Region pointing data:
-- -- --

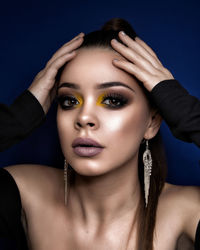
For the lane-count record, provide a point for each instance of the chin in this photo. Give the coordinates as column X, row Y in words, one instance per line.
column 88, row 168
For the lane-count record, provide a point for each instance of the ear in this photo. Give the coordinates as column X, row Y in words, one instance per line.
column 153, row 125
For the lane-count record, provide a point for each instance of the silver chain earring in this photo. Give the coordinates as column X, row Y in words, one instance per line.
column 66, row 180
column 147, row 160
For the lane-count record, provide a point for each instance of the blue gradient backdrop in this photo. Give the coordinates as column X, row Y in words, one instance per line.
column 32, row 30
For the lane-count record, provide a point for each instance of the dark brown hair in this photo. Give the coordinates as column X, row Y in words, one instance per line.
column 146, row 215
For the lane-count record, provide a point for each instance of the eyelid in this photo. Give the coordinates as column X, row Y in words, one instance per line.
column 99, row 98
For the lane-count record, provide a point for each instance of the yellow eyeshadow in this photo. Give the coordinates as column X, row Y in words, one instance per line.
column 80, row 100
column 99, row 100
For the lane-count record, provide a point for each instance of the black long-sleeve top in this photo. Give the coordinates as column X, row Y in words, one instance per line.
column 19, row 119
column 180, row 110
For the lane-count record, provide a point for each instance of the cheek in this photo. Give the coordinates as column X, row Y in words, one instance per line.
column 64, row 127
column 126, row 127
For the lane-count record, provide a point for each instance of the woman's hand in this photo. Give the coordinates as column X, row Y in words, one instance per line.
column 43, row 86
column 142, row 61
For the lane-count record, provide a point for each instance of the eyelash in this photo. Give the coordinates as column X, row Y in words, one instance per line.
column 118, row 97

-- -- --

Exercise brief: Should there be pictures in the data, leave them out and return the rest exactly.

Response to this task:
For the lane-count record, provide a point for each instance of the chin in this photo. Give the coordinates as column X, row Y in words, one instance per line.
column 88, row 168
For the lane-count record, provide a point for each instance of the ear in this photo. Give the coordinates as column X, row Y in words, one instance per line.
column 153, row 125
For the lane-count record, provide a point for each instance of the silver chain earring in this photo. Give the coordinates as column X, row Y in words, one instance per line.
column 66, row 180
column 147, row 160
For the lane-count record, provide a point for each instance of the blue gradient backdrop in this photo. Give the coordinates as column X, row Y in words, one instance per line.
column 32, row 30
For the lane-count record, provide a point for each instance of the dark brown hair in this photo. Give the coordinates as column X, row Y in words, one instance per line.
column 146, row 215
For the lane-count record, provide a point for each instance of the eyelid in this photo. Give the coordinates as column X, row Y in words, one instance per line.
column 99, row 98
For the lane-count record, provide a point for each instance of the yellow eyeshadow in this photo. Give the coordinates as column X, row Y in words, one instance per line.
column 80, row 100
column 99, row 100
For the lane-count record, provide a point for each instance of the black long-sleeve top in this photo. Give the coordinates as column X, row Y in words, one instance per line.
column 19, row 119
column 180, row 110
For the lane-count record, provide a point for each instance of the cheek in this photo. Give the coordinates as column X, row Y in words, one instance per line.
column 64, row 127
column 126, row 127
For the lane-count record, provide a point for each instance of the woman's hand in this photo. Give the coordinates as column X, row Y in words, one instance per line.
column 43, row 86
column 142, row 61
For the lane-count record, provide a point for each instance of the eyelash in this photo. Give the coordinates as column X, row Y in words, one instance per line.
column 118, row 97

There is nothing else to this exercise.